Document text START

Objective To explore cell subsets and molecules that changed specifically in patients with multiple sclerosis (MS) who had an optimal response to natalizumab. Natalizumab is a monoclonal antibody that inhibits the migration of activated immune cells to the central nervous system. It shows high efficacy in modifying the natural history of MS and induces freedom of disease activity in about 40% of treated patients with MS.
Design Prospective study of intrathecal immunoglobulin synthesis and cerebrospinal fluid lymphocyte subsets in patients with MS before and 1 year after beginning treatment with natalizumab. We monitored clinical and magnetic resonance imaging activity during a median time of 2 years.
Setting Two tertiary hospitals from the Spanish National Health Service.
Patients A total of 23 patients with MS.
Main Outcome Measures The differences between patients free of disease activity and patients with active disease during treatment.
Results Of the 23 patients, 10 (43.5%) remained free of disease activity during follow-up. The remaining 13 patients (56.5%) had relapses or new lesions despite natalizumab therapy. We did not find differences in demographic variables or clinical data between both groups prior to natalizumab therapy. All patients showed a decrease in cerebrospinal fluid CD4+ cells regardless of their response to treatment. Conversely, only patients free of disease activity showed a decrease in local IgM and, to a lesser extent, in IgG synthesis. They also showed lower percentages of B cells, particularly of CD5+ and plasmablast subsets that virtually disappeared after treatment with natalizumab.

Document text END
Information given START

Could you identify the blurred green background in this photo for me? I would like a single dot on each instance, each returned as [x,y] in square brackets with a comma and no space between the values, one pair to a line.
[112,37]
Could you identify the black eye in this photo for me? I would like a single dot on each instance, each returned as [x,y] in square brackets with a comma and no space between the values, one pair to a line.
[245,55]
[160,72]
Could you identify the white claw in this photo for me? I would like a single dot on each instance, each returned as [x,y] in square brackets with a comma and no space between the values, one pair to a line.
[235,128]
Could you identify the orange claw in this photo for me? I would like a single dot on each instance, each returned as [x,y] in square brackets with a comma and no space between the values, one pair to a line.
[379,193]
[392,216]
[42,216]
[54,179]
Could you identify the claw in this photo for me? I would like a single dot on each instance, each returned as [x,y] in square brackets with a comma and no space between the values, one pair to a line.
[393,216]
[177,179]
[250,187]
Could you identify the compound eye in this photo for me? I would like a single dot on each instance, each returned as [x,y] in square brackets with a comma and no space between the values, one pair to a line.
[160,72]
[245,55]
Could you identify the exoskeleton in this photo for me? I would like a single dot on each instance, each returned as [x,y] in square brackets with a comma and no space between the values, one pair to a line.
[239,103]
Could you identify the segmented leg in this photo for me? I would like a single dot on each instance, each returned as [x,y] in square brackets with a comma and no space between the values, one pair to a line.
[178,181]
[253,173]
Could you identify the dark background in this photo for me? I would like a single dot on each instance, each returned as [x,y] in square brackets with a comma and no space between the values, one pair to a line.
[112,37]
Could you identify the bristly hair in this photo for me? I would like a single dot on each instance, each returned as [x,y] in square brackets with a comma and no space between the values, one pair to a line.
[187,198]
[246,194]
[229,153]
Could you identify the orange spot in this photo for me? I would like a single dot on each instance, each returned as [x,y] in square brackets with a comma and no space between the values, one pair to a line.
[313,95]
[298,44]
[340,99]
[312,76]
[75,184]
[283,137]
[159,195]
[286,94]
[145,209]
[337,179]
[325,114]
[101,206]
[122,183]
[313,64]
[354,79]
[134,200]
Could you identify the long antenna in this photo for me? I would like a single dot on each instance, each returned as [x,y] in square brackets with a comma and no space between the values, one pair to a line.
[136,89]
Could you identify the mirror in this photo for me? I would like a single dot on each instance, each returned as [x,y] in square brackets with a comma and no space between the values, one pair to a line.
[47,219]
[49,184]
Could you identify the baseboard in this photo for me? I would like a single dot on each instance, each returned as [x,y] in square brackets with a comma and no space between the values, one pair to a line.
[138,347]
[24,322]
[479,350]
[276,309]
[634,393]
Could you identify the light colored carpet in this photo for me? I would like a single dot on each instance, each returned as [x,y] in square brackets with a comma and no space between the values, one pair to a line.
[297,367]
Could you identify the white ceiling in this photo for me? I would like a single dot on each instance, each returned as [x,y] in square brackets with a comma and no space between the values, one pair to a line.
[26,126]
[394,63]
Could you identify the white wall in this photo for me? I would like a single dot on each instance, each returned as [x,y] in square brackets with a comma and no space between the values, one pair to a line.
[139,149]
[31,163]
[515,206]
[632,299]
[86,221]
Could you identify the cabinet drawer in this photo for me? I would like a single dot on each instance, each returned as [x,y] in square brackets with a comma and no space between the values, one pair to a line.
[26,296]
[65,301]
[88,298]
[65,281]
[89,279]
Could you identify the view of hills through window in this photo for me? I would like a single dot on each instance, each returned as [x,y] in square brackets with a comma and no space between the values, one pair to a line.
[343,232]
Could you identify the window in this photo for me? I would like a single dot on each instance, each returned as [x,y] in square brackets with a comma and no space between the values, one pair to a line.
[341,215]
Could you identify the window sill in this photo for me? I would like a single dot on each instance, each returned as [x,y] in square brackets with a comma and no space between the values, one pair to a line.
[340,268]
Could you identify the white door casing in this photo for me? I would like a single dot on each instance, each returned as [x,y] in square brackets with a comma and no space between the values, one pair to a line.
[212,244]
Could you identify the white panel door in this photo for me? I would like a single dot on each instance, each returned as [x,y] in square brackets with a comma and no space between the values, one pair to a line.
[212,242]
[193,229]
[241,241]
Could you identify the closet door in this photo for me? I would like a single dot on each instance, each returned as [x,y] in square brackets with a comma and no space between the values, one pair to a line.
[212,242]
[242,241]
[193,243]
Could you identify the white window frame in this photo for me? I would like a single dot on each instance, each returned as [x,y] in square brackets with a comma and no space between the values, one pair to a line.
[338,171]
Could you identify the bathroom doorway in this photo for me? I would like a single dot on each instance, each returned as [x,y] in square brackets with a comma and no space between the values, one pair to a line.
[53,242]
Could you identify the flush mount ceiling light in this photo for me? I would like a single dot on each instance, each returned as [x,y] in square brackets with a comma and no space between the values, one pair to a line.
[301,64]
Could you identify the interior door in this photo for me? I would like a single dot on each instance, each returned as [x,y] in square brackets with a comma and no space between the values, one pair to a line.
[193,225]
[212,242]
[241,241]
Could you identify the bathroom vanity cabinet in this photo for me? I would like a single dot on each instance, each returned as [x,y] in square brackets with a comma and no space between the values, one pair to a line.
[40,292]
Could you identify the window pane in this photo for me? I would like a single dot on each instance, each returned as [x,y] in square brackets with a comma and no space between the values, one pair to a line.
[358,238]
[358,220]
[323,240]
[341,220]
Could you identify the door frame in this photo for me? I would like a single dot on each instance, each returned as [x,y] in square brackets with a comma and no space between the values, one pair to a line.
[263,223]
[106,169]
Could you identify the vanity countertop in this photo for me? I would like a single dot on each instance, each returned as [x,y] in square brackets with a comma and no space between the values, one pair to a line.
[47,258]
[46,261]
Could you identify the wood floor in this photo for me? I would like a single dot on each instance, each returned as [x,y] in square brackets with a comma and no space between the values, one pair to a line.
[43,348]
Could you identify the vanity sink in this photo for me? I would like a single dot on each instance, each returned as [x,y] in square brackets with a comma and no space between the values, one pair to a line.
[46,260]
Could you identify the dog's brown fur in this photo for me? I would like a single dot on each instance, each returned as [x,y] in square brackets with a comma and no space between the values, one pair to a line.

Information given END

### What needs to be done
Pick up the abstract on natalizumab in multiple sclerosis after its last sentence and carry it on.

### Result of the exercise
Conclusion These data indicate that inhibition of intrathecal antibody synthesis is associated with a complete therapeutic response to natalizumab in patients with aggressive MS.
Quiz Ref IDMultiple sclerosis (MS) is the most frequent chronic demyelinating disease of the central nervous system and a major cause of disability in young adults. It is considered to be an autoimmune disease in which activated lymphocytes enter the central nervous system and trigger an inflammatory cascade that leads to recruitment of other immune cells. This results in demyelination and axonal loss that leads to irreversible neurological deficits. Treatment with interferon beta or glatiramer acetate, the first disease-modifying therapies used to treat MS, improve the natural history of the disease and delay the onset of permanent neurological deficits.1 Nevertheless, their beneficial effect is partial because they only reduce the relapse rate by about 30%, and their effect on disability progression is more controversial. Quiz Ref IDNatalizumab is a humanized monoclonal antibody directed against the α4 chain of the adhesion molecule VLA-4. It was approved by the US Food and Drug Administration for the treatment of relapsing-remitting MS in 2004. It decreases the relapse rate by up to 68% and the rate of progression of disability by 42%, reducing magnetic resonance imaging (MRI) activity by up to 92%.2 Post hoc analyses of the pivotal trial (ie, the Natalizumab Safety and Efficacy in Relapsing-Remitting Multiple Sclerosis study [AFFIRM]) showed that the proportion of patients with no new or enlarging MRI-detected lesions during the study period was greater in the natalizumab group than in the placebo group.3 Therefore, disease remission seems an attainable goal for patients with MS who are treated with this new agent, something that the other disease-modifying therapies could not achieve in many cases.4
It has been shown that treatment with natalizumab disrupts the migration of lymphocytes to the central nervous system.2 It induces a persistent decrease in the number of T cells, B cells, and plasma cells present in cerebrospinal fluid (CSF).5,6 Additional mechanisms may also play a role in the beneficial effects of natalizumab; for example, treatment with natalizumab induces variations in serum and CSF cytokine profiles and may have an effect on T-cell activation.7,8 The aim of our study was to ascertain whether any of these mechanisms are associated with freedom of disease activity in MS. This would provide clues to understanding key points of the mechanism of action of this drug and could provide biomarkers to predict response and to prevent adverse effects to natalizumab.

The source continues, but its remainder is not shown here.